4.11.12

Captain's weblog, supplemental

Dear Diary,

At any given time, I have a pile of media on my nightstand. Literally, a teetering pile. The problem is that when I start to read something, I get tired and cannot finish it. Then I delude myself into thinking that I will finish it in just a...zzzzzzz. So instead of putting it away, I keep it out in hopes that I will finish it the next night. But the next night I usually either repeat the process with something new, or watch Star Trek: Next Generation on Netflix.

Consequently, there are about 16,562 pieces of half-read media piled up. Would you like to know what is there? I know you would.

New Yorkers. This is the biggest problem. I try to keep up with them; I do. But I usually only manage the Talk of Town and then read the fiction. Because let's face it, for every in-depth article that is relevent to my interests (rich people, diseases, profiles of celebrities, anything to do with food) there are three that are not (people I haven't heard of but should have, history, politics, dance, other boring stuff). But I keep them there because I still might read the in-depth article about that prominent Danish architect. You never know when you might be presented with the opportunity to say, "Oh yes, I just read about him in the New Yorker." You know, like during pre-school dropoff.

Parenting books. I have several, several parenting books. I usually buy one when we are having a particular problem with one of the kids, and then I do not read it. So I have ones about how to get your kids to eat (mine don't), to sleep (nope, they don't do that either), and behave (hahahaha, no.) Still, though, I have them and continue to buy them.

Self-help books on anxiety. Have we met? If not, hello, I'm Fluffy and I have a raging anxiety disorder. I don't read the books though; they make me too nervous.

Assorted other literature. Gazing over at the pile right now, I see two P.G. Wodehouse books, some Alexander McCall Smith (love), some Anthony Trollope, some chick-lit from the beach, and the confrontational title, "So You Think You're Not Religious: A Thinking Person's Guide to the Church". And ironically, what is sitting on top of the pile but a poor, neglected, uncharged kindle that has only been used to read an emergency copy of Fifty Shades of Gray (don't judge; I had to see what the fuss was about) and that also stores piles of classics that I also will never read. But at least those aren't taking up real estate on my nightstand.

And now, if you'll excuse me, Captian Picard beckons. (number one, make it so, etc.)

◆ WHAT TO PRODUCE ◆
Reproduce the part of the nightstand blog post starting at "Self-help books on" and ending at "it so, etc.)".

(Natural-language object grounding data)

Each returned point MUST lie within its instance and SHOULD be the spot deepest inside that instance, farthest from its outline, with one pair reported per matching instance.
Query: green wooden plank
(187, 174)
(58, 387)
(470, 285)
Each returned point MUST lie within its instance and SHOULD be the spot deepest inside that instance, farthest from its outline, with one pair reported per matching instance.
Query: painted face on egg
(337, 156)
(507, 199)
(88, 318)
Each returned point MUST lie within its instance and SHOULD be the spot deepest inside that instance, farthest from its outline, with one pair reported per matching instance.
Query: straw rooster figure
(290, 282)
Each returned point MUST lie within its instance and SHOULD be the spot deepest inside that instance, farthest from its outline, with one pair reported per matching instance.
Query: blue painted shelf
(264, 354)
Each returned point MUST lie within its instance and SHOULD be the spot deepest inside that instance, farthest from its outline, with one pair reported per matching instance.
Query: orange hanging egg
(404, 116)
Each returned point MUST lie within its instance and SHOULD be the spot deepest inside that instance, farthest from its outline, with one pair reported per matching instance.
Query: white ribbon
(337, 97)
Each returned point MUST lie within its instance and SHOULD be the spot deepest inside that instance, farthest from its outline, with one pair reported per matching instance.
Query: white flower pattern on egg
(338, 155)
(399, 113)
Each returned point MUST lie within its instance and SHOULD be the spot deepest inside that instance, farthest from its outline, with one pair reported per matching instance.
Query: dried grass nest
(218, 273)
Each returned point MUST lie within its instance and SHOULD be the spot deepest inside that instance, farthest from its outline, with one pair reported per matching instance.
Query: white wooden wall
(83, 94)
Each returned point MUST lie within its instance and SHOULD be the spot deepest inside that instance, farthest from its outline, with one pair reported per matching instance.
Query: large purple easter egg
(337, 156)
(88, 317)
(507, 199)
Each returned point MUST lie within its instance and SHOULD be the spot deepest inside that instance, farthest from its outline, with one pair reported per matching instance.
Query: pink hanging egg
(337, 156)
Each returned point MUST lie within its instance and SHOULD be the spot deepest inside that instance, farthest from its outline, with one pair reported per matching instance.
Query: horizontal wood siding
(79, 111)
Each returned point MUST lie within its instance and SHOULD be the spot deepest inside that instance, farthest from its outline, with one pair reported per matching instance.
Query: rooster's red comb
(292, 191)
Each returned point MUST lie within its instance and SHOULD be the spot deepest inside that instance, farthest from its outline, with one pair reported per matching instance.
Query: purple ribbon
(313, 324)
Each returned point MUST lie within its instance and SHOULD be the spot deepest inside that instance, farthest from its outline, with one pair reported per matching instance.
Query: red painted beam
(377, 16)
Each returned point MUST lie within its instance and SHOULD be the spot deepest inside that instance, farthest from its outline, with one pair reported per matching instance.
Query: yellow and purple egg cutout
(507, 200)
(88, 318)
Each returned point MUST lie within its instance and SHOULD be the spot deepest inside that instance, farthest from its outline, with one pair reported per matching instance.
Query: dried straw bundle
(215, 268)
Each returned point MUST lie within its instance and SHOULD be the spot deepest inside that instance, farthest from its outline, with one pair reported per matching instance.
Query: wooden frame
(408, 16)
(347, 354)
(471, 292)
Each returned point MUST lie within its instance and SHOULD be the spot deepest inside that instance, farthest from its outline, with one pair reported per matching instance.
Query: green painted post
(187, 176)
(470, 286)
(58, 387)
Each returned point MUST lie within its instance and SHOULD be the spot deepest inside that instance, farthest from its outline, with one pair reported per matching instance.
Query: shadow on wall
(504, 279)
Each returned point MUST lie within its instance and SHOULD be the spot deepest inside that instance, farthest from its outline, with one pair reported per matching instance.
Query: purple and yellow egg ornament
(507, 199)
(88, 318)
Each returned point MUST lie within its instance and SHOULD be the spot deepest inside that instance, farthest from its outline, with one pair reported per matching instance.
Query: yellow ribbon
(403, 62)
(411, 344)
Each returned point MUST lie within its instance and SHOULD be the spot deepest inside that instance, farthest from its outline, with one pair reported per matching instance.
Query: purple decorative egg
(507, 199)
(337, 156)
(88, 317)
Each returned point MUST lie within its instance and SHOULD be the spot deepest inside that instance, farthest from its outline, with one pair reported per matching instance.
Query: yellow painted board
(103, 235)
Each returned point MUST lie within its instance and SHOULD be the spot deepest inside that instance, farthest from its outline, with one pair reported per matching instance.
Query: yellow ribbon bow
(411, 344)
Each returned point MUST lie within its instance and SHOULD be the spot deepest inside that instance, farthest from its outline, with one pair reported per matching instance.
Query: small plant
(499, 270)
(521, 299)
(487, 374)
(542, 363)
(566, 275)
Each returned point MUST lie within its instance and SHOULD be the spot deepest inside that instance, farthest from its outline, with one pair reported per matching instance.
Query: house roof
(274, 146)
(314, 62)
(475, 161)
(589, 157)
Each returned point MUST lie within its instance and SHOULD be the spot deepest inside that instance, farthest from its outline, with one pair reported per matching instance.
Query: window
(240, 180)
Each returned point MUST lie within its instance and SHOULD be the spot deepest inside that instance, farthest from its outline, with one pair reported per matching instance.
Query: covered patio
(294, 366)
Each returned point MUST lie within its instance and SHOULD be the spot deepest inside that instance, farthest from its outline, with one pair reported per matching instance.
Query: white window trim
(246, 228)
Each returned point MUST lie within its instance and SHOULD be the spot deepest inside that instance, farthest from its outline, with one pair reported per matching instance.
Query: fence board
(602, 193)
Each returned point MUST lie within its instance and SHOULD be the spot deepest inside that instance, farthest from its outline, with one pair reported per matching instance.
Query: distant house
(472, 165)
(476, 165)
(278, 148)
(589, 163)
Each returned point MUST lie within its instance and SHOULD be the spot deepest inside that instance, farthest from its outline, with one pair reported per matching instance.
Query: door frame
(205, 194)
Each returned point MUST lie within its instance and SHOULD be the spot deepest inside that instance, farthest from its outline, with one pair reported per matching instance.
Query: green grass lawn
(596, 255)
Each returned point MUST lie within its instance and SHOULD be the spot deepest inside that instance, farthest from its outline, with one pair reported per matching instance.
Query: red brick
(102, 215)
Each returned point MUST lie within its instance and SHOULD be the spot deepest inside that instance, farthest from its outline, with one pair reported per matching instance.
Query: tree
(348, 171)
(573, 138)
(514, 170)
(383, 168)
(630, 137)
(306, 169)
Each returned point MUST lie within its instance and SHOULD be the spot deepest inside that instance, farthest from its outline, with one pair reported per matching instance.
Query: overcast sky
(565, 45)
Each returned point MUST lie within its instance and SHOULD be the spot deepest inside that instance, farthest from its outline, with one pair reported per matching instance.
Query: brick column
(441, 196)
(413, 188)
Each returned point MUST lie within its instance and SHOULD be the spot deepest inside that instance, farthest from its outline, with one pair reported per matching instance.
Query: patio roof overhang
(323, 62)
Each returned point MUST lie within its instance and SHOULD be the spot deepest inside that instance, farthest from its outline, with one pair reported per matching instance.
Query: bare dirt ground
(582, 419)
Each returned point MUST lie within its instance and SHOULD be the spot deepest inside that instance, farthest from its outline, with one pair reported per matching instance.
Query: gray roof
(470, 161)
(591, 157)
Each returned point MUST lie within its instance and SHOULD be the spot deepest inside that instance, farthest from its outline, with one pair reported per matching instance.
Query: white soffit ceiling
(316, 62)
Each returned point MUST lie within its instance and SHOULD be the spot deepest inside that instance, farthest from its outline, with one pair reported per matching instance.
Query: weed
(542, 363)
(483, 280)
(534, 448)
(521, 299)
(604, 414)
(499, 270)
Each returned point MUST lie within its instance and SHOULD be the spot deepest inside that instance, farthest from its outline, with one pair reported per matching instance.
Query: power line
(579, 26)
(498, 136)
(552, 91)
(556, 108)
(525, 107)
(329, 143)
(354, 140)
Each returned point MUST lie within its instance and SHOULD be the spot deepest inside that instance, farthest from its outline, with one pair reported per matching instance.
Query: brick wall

◆ EXERCISE SOLUTION ◆
Self-help books on anxiety. Have we met? If not, hello, I'm Fluffy and I have a raging anxiety disorder. I don't read the books though; they make me too nervous.

Assorted other literature. Gazing over at the pile right now, I see two P.G. Wodehouse books, some Alexander McCall Smith (love), some Anthony Trollope, some chick-lit from the beach, and the confrontational title, "So You Think You're Not Religious: A Thinking Person's Guide to the Church". And ironically, what is sitting on top of the pile but a poor, neglected, uncharged kindle that has only been used to read an emergency copy of Fifty Shades of Gray (don't judge; I had to see what the fuss was about) and that also stores piles of classics that I also will never read. But at least those aren't taking up real estate on my nightstand.

And now, if you'll excuse me, Captian Picard beckons. (number one, make it so, etc.)